It looks, in principle, like a pair of quite cheap video cameras will do the job. With fairly wide-angle lenses to give you 90 degree field of view, you'll also get close enough focusing that you can cover close enough to the cameras to meet your 1 foot requirement. Obviously, you can get USB video cameras to send the data to your PC. Analyzing the resulting images is beyond my competence. Certainly you ought to get good enough resolution to identify multiple hand-size objects.

There do exist line cameras which will give you better resolution in a single plane, but these tend to be more expensive than you are willing to spend.

*AIM A:* Duplicate the part of the camera passage starting with "It looks, in" and going on through "willing to spend.", word for word.
The camera passage and the rows have no connection to each other.

*MATERIAL PROVIDED:*

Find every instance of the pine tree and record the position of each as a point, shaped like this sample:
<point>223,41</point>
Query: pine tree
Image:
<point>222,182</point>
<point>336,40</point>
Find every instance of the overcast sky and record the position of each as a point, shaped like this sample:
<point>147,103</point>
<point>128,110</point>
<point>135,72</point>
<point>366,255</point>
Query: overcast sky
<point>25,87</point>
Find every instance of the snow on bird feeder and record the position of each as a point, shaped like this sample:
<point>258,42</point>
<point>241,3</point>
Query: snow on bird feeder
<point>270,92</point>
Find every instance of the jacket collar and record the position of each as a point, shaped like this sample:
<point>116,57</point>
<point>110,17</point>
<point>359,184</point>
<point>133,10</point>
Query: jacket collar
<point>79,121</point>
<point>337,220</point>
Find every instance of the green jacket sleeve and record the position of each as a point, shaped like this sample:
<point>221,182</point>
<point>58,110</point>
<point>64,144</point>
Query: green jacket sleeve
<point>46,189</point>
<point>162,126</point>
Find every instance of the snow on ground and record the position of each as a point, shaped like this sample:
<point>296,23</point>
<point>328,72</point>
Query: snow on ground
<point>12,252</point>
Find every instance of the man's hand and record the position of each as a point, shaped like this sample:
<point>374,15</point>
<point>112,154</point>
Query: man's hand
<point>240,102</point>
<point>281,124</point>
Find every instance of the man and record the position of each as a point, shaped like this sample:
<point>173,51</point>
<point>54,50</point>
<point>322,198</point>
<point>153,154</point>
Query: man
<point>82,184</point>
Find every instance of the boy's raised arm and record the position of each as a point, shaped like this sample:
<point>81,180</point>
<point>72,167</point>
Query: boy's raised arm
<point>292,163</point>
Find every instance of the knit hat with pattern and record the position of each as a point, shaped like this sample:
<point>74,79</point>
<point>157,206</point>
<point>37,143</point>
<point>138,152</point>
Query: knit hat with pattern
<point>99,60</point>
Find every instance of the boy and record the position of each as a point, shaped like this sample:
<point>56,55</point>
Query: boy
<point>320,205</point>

*AIM B:* Extract every line of the rows that contains the string "green", matching its case exactly.

*WORKED SOLUTION A:*
It looks, in principle, like a pair of quite cheap video cameras will do the job. With fairly wide-angle lenses to give you 90 degree field of view, you'll also get close enough focusing that you can cover close enough to the cameras to meet your 1 foot requirement. Obviously, you can get USB video cameras to send the data to your PC. Analyzing the resulting images is beyond my competence. Certainly you ought to get good enough resolution to identify multiple hand-size objects.

There do exist line cameras which will give you better resolution in a single plane, but these tend to be more expensive than you are willing to spend.

*WORKED SOLUTION B:*
Find every instance of the green jacket sleeve and record the position of each as a point, shaped like this sample:
Query: green jacket sleeve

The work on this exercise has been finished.